§ Input
-------
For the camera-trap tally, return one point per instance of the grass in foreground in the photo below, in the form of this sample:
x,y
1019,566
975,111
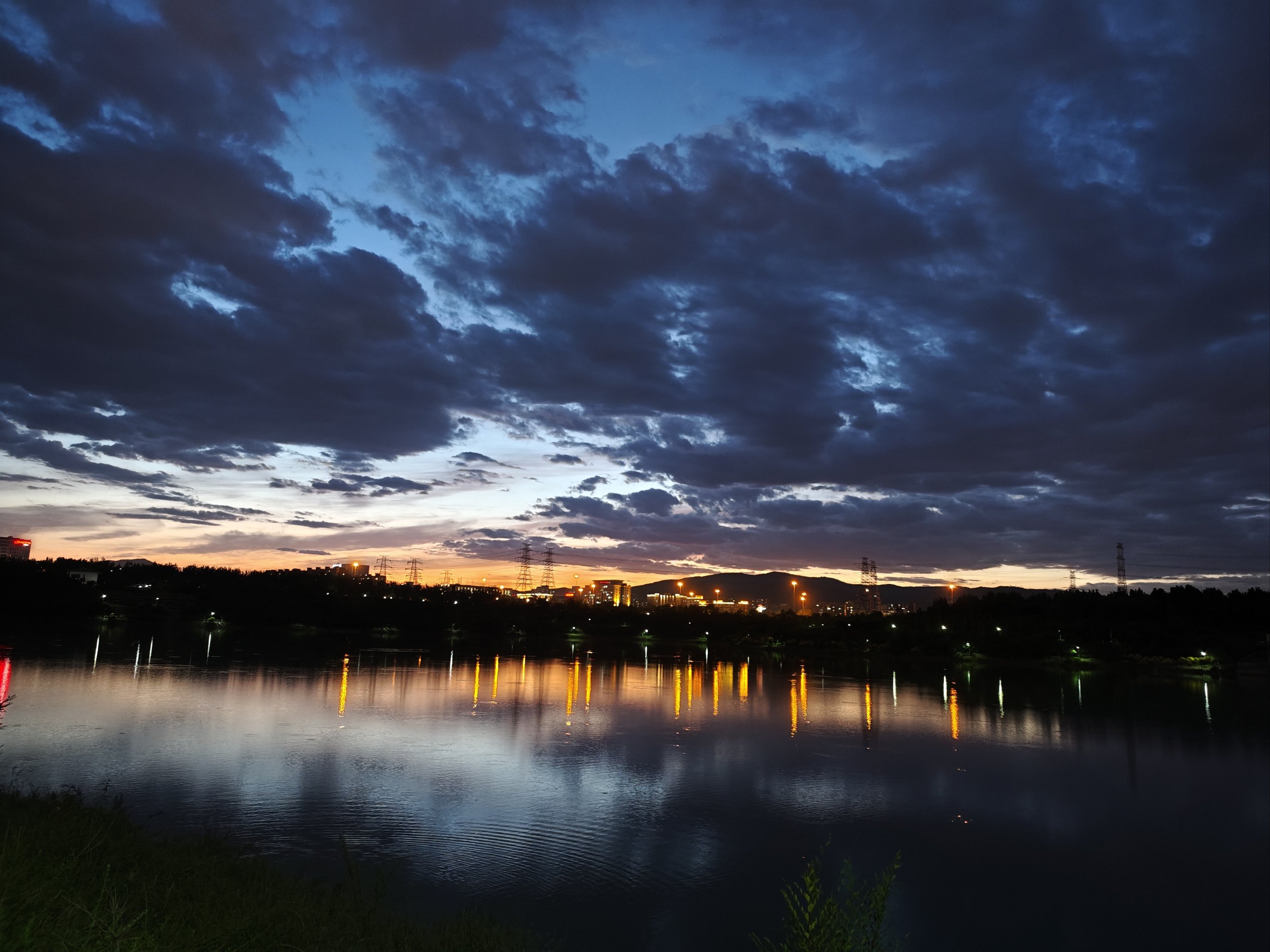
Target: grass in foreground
x,y
82,878
847,919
-------
§ Your instructions
Drop the images; copy every entry above exactly.

§ Result of the task
For the camera-trap tally, return one point per instance of the grass in foreground in the photo below, in the form of this sample:
x,y
1019,566
975,111
Target: grass in foreground
x,y
82,878
847,919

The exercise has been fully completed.